**任务要求**
从下面的数据中选出包含字符串“river”的每一行，并逐行照录。

区域轮廓条目:
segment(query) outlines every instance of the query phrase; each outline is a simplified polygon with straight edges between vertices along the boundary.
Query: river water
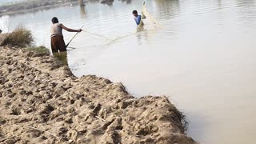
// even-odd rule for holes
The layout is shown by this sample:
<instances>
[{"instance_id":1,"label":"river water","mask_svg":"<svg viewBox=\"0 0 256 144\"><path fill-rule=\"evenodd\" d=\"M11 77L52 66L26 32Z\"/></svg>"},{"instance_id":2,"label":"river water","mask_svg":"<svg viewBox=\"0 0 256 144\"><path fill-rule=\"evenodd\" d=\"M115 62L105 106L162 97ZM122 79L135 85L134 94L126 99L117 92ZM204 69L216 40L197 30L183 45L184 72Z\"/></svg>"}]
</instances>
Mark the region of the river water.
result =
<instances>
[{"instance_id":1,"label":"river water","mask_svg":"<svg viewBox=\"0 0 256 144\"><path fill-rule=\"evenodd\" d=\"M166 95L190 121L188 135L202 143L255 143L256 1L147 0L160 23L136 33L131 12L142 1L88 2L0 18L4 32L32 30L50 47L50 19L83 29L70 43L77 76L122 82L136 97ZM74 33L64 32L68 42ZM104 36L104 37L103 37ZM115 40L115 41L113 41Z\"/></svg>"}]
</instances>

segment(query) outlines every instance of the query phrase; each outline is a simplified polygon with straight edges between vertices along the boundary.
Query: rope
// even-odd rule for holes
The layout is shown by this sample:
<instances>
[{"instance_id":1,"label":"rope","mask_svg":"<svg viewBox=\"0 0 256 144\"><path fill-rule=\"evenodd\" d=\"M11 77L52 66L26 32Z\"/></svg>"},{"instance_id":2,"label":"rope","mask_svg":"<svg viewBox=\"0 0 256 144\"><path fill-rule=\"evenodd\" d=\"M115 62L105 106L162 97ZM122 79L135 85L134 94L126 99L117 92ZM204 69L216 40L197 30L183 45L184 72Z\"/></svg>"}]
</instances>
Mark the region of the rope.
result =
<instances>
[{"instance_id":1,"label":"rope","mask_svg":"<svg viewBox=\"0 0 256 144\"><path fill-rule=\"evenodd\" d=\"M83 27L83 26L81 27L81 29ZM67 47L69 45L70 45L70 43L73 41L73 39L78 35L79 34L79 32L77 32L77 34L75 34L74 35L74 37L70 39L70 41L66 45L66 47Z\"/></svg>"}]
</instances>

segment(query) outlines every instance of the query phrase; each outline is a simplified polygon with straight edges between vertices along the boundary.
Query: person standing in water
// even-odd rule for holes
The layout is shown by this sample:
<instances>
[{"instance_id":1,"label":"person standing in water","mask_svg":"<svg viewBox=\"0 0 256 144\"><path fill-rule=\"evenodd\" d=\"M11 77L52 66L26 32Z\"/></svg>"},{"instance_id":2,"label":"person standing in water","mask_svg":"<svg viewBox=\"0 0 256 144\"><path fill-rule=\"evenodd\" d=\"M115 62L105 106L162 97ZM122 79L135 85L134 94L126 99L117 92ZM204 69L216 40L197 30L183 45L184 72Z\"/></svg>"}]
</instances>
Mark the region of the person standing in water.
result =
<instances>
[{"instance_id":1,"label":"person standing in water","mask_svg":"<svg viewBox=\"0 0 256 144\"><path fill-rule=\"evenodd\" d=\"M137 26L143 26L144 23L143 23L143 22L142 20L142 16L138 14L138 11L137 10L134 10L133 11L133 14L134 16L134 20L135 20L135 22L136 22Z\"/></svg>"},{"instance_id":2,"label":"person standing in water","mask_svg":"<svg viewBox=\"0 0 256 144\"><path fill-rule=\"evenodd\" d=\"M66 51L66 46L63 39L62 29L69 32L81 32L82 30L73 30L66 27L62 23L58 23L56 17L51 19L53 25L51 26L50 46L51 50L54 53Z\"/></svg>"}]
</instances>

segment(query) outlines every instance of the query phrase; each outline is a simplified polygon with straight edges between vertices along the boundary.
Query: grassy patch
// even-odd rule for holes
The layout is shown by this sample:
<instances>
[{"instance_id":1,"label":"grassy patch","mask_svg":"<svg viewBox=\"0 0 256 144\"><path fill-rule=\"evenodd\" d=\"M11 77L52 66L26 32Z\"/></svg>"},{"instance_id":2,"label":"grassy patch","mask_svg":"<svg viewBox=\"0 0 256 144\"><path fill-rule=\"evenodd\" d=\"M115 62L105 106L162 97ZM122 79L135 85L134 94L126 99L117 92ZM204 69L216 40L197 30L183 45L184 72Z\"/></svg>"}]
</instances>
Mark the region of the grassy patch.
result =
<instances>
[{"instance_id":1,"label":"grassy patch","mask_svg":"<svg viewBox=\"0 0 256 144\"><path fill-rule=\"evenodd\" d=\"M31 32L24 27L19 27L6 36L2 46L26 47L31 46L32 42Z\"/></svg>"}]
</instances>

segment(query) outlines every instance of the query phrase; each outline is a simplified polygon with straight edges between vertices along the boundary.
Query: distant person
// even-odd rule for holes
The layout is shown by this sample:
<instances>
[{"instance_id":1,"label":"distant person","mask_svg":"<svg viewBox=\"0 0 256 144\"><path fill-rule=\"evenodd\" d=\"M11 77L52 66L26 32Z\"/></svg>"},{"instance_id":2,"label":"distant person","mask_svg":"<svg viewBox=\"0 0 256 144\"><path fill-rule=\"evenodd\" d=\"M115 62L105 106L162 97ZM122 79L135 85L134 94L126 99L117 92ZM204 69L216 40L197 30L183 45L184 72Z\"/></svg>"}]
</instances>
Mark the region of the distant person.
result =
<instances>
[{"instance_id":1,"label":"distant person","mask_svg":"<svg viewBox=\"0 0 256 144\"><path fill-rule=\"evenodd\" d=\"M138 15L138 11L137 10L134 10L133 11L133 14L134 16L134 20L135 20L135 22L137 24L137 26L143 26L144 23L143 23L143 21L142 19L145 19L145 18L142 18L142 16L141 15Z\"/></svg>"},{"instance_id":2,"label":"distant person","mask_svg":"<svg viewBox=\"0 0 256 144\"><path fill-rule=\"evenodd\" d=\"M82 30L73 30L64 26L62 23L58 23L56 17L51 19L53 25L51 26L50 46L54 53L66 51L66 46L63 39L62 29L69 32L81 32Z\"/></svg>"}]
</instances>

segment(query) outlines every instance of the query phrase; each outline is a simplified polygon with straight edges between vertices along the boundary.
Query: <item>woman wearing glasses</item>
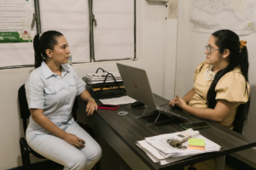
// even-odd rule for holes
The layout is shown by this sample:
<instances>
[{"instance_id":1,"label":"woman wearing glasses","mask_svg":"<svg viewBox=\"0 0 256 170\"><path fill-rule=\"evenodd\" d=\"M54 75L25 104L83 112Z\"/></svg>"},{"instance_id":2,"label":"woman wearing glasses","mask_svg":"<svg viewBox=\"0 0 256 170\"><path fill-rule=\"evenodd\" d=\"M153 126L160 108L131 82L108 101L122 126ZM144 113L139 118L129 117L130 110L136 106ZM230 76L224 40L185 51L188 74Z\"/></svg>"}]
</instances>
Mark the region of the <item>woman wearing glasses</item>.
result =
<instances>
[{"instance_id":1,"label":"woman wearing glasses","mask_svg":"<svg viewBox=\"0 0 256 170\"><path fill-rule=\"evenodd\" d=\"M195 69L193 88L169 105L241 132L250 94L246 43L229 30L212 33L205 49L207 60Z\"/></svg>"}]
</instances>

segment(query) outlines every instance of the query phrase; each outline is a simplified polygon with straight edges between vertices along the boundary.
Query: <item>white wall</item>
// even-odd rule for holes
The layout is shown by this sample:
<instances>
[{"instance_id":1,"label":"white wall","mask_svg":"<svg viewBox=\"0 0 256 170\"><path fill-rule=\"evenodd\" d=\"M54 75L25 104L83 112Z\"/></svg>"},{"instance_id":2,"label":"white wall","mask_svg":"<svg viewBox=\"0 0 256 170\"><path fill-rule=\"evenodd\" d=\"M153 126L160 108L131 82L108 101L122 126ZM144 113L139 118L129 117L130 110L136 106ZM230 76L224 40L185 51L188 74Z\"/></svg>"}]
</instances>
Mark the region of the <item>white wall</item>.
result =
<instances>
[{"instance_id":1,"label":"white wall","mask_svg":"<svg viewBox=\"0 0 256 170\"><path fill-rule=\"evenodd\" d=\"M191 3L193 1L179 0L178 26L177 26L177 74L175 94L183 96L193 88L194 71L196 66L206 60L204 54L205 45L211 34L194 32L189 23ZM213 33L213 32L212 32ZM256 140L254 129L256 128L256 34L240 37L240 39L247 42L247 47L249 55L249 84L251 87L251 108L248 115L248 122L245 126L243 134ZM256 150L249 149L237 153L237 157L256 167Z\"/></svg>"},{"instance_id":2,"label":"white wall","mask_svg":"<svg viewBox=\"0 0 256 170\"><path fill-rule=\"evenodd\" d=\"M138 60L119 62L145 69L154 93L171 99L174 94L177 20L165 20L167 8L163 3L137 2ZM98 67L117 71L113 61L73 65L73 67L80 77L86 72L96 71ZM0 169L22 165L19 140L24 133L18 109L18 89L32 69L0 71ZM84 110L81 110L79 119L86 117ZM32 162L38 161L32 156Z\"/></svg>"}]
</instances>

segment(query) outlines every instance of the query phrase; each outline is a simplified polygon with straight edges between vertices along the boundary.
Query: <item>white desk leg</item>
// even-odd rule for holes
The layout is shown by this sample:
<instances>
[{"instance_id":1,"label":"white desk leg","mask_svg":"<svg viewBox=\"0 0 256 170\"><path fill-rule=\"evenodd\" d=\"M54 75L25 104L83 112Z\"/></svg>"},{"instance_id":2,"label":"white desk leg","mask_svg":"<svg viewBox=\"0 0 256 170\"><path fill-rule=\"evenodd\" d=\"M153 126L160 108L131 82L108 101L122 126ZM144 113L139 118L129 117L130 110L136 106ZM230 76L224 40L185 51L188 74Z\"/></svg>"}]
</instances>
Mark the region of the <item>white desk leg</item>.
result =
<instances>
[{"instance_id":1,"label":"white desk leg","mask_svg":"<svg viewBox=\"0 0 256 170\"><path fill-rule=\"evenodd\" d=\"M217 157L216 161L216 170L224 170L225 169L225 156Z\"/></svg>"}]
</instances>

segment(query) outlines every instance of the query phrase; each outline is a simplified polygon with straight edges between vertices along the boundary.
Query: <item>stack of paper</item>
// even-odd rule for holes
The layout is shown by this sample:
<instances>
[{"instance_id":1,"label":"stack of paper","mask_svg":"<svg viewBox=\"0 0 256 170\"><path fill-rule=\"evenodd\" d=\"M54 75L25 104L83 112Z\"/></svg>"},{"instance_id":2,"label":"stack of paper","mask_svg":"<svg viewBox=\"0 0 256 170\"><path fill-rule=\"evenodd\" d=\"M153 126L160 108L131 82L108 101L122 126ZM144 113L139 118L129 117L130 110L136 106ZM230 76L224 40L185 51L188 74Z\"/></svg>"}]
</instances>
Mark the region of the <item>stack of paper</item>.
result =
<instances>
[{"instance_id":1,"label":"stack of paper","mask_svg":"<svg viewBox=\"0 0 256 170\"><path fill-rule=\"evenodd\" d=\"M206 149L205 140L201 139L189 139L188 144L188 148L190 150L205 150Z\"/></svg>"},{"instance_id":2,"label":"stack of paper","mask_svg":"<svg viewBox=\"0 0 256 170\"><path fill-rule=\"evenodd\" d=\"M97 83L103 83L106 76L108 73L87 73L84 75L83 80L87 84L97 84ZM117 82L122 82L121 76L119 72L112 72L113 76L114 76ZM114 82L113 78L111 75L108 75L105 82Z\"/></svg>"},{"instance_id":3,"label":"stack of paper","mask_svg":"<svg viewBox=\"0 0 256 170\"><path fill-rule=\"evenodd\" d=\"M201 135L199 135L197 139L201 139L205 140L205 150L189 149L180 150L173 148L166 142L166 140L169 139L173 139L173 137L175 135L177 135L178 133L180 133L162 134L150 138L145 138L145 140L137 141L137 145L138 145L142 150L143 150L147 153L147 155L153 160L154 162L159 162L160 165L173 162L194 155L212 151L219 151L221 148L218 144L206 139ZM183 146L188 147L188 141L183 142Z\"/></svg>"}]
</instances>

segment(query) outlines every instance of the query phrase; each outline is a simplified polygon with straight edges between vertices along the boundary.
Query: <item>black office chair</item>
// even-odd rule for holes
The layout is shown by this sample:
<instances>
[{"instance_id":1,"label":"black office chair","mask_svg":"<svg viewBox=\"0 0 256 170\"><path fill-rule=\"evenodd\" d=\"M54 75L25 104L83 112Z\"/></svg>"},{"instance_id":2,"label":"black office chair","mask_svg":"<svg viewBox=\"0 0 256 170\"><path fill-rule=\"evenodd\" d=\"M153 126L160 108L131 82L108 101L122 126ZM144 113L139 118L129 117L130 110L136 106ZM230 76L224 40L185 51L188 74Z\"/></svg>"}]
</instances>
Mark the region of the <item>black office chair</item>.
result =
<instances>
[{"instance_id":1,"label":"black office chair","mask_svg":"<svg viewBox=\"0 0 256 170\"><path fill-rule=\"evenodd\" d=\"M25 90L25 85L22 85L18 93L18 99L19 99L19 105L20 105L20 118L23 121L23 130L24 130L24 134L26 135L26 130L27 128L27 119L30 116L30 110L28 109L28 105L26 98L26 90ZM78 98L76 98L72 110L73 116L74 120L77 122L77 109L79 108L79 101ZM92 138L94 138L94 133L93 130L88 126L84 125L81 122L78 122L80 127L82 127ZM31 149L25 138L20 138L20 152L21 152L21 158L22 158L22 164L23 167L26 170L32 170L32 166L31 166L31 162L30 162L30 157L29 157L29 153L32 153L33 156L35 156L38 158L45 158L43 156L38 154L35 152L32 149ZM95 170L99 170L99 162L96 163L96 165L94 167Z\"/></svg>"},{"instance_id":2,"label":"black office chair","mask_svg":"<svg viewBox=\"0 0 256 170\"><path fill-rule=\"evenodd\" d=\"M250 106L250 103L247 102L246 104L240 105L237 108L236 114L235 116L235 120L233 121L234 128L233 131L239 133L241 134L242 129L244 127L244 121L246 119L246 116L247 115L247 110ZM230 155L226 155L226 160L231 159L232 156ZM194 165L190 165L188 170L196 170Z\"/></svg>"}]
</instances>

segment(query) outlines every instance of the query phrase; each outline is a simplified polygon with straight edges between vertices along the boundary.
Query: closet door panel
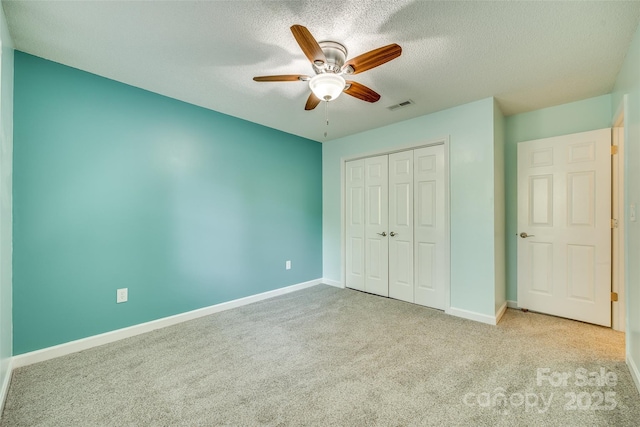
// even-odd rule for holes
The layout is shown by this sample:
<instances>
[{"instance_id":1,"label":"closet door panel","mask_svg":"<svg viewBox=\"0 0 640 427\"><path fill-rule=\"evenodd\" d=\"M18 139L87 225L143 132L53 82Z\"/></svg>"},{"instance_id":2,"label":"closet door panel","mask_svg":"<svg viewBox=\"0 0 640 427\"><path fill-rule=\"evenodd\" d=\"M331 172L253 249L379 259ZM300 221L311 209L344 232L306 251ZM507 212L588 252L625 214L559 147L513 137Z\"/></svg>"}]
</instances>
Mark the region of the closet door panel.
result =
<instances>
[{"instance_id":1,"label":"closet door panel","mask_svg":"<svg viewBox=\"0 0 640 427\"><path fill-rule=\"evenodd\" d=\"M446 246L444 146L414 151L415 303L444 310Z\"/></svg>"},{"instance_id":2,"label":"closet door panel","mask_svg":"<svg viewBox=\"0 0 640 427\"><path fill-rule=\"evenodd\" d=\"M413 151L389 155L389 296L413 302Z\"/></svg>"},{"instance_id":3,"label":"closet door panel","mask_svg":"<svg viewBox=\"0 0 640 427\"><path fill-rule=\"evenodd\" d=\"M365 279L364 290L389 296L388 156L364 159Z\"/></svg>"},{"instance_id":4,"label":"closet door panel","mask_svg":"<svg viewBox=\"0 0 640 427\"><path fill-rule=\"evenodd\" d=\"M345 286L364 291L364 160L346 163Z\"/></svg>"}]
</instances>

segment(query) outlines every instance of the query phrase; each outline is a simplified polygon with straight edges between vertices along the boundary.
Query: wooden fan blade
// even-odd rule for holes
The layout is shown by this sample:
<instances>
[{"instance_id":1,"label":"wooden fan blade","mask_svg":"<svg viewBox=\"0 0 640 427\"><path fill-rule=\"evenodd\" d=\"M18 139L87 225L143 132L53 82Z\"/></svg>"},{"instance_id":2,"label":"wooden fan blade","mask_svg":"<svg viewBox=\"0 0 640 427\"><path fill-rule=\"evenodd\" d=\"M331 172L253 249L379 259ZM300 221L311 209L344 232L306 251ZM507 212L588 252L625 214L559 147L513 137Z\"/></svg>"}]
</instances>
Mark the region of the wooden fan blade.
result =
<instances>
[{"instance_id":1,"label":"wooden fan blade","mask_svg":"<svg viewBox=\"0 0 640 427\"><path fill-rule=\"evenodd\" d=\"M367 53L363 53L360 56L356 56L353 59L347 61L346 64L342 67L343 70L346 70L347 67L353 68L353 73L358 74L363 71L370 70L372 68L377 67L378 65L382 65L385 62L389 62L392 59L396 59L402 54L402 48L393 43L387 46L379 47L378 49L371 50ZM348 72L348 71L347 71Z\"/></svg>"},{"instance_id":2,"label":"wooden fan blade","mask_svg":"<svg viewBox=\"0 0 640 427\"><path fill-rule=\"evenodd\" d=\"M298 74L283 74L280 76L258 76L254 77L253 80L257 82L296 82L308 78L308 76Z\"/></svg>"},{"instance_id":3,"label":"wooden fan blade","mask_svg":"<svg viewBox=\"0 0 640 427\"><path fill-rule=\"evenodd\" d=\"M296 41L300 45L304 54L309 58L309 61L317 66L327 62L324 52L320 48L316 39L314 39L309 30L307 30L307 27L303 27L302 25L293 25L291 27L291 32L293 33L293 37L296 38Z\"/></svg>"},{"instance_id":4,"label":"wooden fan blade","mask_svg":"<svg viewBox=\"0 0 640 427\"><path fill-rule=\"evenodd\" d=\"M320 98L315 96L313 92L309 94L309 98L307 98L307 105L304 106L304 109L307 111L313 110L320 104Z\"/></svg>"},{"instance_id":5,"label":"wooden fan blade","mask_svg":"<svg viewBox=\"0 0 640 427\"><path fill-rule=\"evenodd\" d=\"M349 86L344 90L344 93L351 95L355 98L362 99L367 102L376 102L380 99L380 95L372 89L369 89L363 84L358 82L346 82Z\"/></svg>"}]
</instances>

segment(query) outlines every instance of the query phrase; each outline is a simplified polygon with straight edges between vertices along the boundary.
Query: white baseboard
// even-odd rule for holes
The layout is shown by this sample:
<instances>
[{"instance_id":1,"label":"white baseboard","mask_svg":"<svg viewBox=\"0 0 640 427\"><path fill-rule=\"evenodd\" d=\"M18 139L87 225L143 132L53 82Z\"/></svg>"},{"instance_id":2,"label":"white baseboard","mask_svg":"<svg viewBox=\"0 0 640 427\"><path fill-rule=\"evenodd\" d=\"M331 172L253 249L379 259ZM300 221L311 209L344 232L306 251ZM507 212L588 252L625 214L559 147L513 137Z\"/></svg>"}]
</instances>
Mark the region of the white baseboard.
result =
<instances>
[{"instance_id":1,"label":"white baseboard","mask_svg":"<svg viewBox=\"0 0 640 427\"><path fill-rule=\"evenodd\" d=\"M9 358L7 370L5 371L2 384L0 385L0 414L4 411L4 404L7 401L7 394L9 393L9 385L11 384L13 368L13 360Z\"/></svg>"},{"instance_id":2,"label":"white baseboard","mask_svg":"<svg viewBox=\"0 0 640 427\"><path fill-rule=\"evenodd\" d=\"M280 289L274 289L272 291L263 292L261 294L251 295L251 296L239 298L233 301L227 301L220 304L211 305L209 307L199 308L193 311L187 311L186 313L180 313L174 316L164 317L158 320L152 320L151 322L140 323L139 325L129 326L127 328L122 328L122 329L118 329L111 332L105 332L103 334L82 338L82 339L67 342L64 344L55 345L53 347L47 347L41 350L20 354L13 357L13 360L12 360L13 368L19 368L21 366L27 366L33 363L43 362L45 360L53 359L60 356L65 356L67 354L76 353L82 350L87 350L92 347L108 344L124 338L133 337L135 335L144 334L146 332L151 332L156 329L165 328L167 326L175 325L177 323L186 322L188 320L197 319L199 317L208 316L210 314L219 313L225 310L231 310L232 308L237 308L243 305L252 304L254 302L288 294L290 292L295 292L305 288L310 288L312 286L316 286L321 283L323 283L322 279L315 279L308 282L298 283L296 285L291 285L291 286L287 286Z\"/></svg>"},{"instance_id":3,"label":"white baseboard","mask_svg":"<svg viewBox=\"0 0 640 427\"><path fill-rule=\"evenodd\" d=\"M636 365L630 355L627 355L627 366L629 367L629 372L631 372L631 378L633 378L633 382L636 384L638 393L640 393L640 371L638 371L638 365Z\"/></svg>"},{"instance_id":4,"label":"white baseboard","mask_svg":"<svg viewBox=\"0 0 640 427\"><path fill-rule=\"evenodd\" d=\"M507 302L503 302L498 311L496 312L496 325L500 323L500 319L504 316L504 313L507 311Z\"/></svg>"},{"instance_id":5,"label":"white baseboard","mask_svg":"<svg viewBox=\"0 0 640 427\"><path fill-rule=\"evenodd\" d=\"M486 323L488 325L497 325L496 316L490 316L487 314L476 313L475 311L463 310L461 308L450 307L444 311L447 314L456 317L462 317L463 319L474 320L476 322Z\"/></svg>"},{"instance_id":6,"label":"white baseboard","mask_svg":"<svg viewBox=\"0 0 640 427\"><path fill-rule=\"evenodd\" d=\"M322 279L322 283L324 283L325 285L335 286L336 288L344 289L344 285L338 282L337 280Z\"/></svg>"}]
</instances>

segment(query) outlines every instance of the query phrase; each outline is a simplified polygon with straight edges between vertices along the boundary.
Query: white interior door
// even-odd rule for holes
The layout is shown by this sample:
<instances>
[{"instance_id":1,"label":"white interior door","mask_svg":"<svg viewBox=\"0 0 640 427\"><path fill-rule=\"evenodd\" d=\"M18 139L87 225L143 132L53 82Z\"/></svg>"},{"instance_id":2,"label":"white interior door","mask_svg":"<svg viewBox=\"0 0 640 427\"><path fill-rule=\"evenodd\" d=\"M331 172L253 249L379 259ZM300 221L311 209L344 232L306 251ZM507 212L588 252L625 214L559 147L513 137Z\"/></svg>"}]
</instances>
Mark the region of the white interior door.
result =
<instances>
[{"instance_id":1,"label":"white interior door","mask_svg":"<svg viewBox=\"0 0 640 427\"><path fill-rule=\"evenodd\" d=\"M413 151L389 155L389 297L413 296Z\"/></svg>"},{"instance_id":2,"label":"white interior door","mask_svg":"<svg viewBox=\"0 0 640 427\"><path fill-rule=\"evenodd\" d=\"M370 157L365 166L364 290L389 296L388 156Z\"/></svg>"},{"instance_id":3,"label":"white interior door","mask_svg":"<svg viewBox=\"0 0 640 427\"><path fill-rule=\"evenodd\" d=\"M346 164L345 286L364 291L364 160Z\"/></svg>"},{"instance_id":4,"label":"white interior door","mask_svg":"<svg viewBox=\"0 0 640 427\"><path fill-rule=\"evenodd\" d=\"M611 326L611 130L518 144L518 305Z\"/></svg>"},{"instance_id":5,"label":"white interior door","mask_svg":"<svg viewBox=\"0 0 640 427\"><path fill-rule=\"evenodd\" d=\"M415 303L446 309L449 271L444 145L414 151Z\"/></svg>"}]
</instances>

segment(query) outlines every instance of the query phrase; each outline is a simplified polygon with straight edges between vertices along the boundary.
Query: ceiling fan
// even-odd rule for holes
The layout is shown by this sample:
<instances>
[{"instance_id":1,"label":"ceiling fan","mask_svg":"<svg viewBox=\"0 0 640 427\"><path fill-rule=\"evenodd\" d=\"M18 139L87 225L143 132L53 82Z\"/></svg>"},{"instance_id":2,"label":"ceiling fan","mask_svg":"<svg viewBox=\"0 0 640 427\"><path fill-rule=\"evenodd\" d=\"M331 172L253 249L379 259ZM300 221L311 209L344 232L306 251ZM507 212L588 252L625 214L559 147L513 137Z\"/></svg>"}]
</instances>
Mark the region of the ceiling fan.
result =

**书面解答**
Query: river water
[{"instance_id":1,"label":"river water","mask_svg":"<svg viewBox=\"0 0 256 144\"><path fill-rule=\"evenodd\" d=\"M11 77L52 66L26 32Z\"/></svg>"},{"instance_id":2,"label":"river water","mask_svg":"<svg viewBox=\"0 0 256 144\"><path fill-rule=\"evenodd\" d=\"M115 62L105 106L162 97ZM122 79L135 85L134 94L126 99L117 92ZM204 69L216 40L197 30L183 45L184 72Z\"/></svg>"}]
Mark the region of the river water.
[{"instance_id":1,"label":"river water","mask_svg":"<svg viewBox=\"0 0 256 144\"><path fill-rule=\"evenodd\" d=\"M166 95L190 121L188 135L202 143L255 143L256 1L147 0L160 23L136 33L131 12L142 1L88 2L0 18L4 32L32 30L50 47L50 19L83 29L70 43L77 76L122 82L136 97ZM74 33L64 32L68 42ZM104 36L104 37L103 37ZM115 40L115 41L113 41Z\"/></svg>"}]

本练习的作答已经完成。